SELECTION →
[start]
2026 MPBL playoffs

Tournament details
- Country: Philippines
- Dates: September 25, 2026 – December 2026
- Teams: 20
- Defending champions: Abra Weavers

= 2026 MPBL playoffs =

Playoffs for the Maharlika Pilipinas Basketball League's 2026 season

The 2026 MPBL playoffs is the upcoming postseason tournament of the Maharlika Pilipinas Basketball League's 2026 season, the league's eighth overall, and second under play-in tournament format. The postseason tournament began in September, after the conclusion of the regular season.

== Overview ==

=== Updates to playoff appearances ===
- The Abra Weavers entered the playoffs for the third consecutive season and also clinch the best record in the league for the second consecutive season.
- The Quezon Huskers entered the playoffs for the fourth consecutive season and also clinch the best record in the South Division for the third consecutive season.
- The San Juan Knights entered the playoffs for the seventh consecutive season.
- The Batangas City Tanduay Rum Masters entered the playoffs for the eighth consecutive season, currently the longest playoff streak in the MPBL.
- The GenSan Warriors entered the playoffs for the seventh consecutive season.
[end]
STATED PROBLEM 1 → Please filter the records down to every line that contains the string "instance", treating uppercase and lowercase as different.
The article on the 2026 MPBL playoffs has no connection to the records.

DATA PROVIDED →
[start]
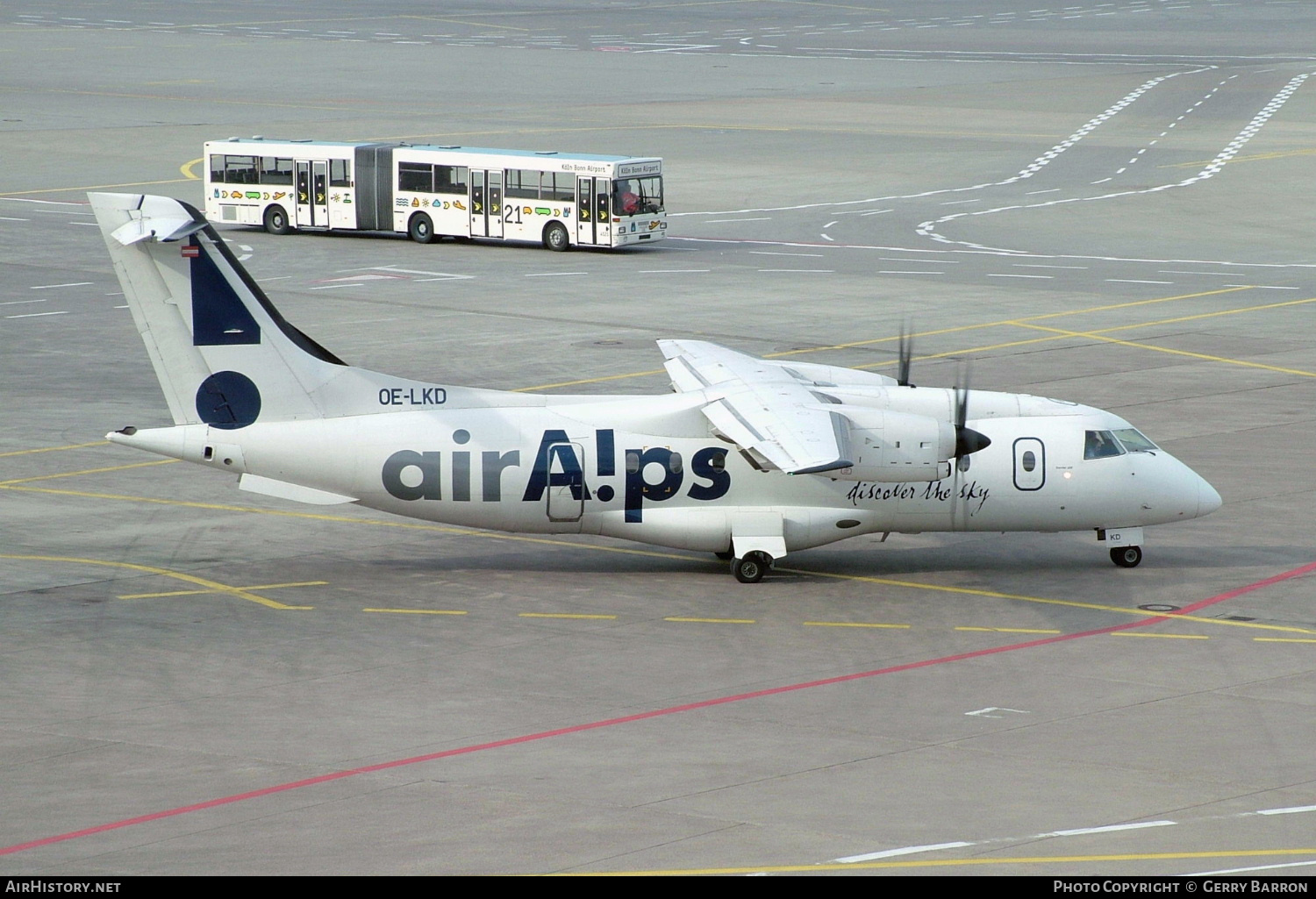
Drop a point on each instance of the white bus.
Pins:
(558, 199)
[end]
[start]
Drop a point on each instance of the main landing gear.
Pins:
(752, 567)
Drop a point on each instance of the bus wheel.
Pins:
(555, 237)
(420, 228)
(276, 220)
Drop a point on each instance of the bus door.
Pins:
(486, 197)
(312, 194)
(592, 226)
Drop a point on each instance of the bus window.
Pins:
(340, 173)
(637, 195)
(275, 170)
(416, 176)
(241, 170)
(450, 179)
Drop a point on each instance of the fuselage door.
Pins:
[end]
STATED PROBLEM 2 → According to the article on the 2026 MPBL playoffs, which team currently holds the longest playoff streak in the MPBL?

WRITTEN SOLUTION 1 →
Drop a point on each instance of the white bus.
Drop a point on each instance of the main landing gear.
Drop a point on each instance of the bus wheel.
Drop a point on each instance of the bus door.
Drop a point on each instance of the bus window.
Drop a point on each instance of the fuselage door.

WRITTEN SOLUTION 2 → The Batangas City Tanduay Rum Masters, who entered the playoffs for the eighth consecutive season.